- _TASK DETAILS_:
Would you print out all of the data exactly and keep the pictures out of it?

+ + + + + + +

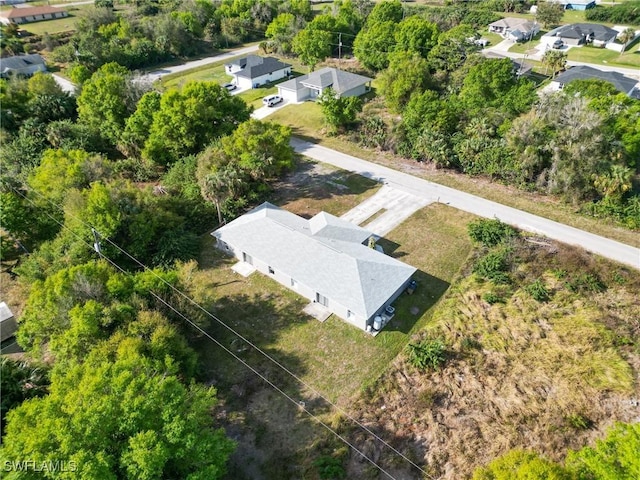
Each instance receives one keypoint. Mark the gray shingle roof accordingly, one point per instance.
(254, 66)
(623, 84)
(583, 30)
(339, 80)
(324, 254)
(19, 62)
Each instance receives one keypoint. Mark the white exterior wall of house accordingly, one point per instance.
(296, 286)
(245, 82)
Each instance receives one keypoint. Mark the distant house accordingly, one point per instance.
(311, 86)
(577, 4)
(8, 325)
(516, 29)
(254, 70)
(324, 259)
(31, 14)
(626, 85)
(581, 34)
(22, 65)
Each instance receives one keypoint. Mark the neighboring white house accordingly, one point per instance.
(8, 325)
(31, 14)
(516, 29)
(581, 34)
(310, 86)
(22, 65)
(254, 70)
(629, 86)
(322, 259)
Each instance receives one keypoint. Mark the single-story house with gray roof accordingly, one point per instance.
(25, 65)
(626, 85)
(311, 86)
(324, 259)
(516, 29)
(581, 34)
(253, 70)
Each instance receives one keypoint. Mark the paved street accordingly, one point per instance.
(157, 74)
(432, 192)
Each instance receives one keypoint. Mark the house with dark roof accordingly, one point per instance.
(626, 85)
(311, 86)
(516, 29)
(31, 14)
(323, 259)
(253, 70)
(581, 34)
(25, 65)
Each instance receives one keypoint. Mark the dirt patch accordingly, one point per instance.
(314, 187)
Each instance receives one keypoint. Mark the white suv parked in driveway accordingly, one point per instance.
(272, 100)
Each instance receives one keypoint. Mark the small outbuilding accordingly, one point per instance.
(253, 71)
(311, 86)
(25, 65)
(325, 259)
(31, 14)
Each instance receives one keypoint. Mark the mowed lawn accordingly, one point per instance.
(333, 357)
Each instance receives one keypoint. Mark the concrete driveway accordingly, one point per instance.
(397, 205)
(467, 202)
(263, 112)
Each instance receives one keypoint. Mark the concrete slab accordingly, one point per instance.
(243, 268)
(317, 311)
(397, 205)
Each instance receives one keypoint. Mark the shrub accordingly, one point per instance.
(493, 266)
(329, 468)
(538, 291)
(428, 354)
(490, 232)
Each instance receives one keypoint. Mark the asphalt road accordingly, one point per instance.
(157, 74)
(432, 192)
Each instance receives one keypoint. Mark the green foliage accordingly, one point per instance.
(189, 119)
(538, 290)
(19, 381)
(339, 112)
(521, 465)
(493, 266)
(427, 354)
(407, 75)
(613, 458)
(101, 104)
(490, 232)
(330, 468)
(312, 46)
(126, 417)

+ + + + + + +

- _YOUR SOLUTION_:
Each instance receives one keypoint. Mark the gray shingle roof accordingly, one point per instance.
(254, 66)
(623, 84)
(583, 30)
(339, 80)
(324, 254)
(19, 62)
Each instance receives one keypoint. Mark the white exterior wall of house accordingly, one point per instance.
(296, 286)
(245, 82)
Each instance receives one keypoint. Mark the distant house accordingly, one point per instance.
(311, 86)
(577, 4)
(8, 325)
(516, 29)
(254, 70)
(324, 259)
(31, 14)
(626, 85)
(581, 34)
(22, 65)
Each instance receives one keypoint. Mark the neighboring white house accordingly, one point per instance.
(8, 325)
(31, 14)
(516, 29)
(581, 34)
(310, 86)
(22, 65)
(254, 70)
(629, 86)
(322, 259)
Each instance receives one keypoint. Mark the single-story house with gray roof accordingly, one point per instance.
(25, 65)
(626, 85)
(311, 86)
(324, 259)
(516, 29)
(581, 34)
(253, 70)
Each instance receives one keypoint. Mark the paved street accordingly, one point per instance.
(157, 74)
(432, 192)
Each instance receives one keypoint. Mark the house with dark roof accordingly, one point per instance.
(626, 85)
(311, 86)
(516, 29)
(31, 14)
(323, 259)
(253, 70)
(581, 34)
(25, 65)
Each instance receives one keypoint. Mark the dirt patch accordingly, one point per instance.
(314, 187)
Each instance receives one keypoint. Mark the white suv parked in driveway accordingly, one point per instance.
(272, 100)
Each instance receives one keypoint. Mark the small outbuilding accordingly, one point per instance.
(253, 71)
(311, 86)
(25, 65)
(325, 259)
(31, 14)
Each instance receives one keypoint. Mark the mowed lawn accordingly, one point per instance.
(333, 357)
Each instance receives one keypoint. Mark the concrete driveway accordingly, one point per instance.
(397, 205)
(467, 202)
(263, 112)
Each instance receives one keypoint. Mark the concrete slab accordingly, one point per instance.
(243, 268)
(317, 311)
(397, 205)
Each instance receives one keypoint. Mark the shrub accordingly, one point per instance.
(493, 266)
(329, 468)
(538, 291)
(428, 354)
(490, 232)
Each instance receives one keypoint. Mark the asphalt road accordingly, one point per instance.
(157, 74)
(432, 192)
Each instance receives one keypoint. Mark the green foliage accordingly, one point per instance.
(189, 119)
(538, 290)
(19, 381)
(339, 112)
(521, 465)
(493, 266)
(427, 354)
(407, 75)
(613, 458)
(101, 104)
(490, 232)
(330, 468)
(312, 46)
(126, 417)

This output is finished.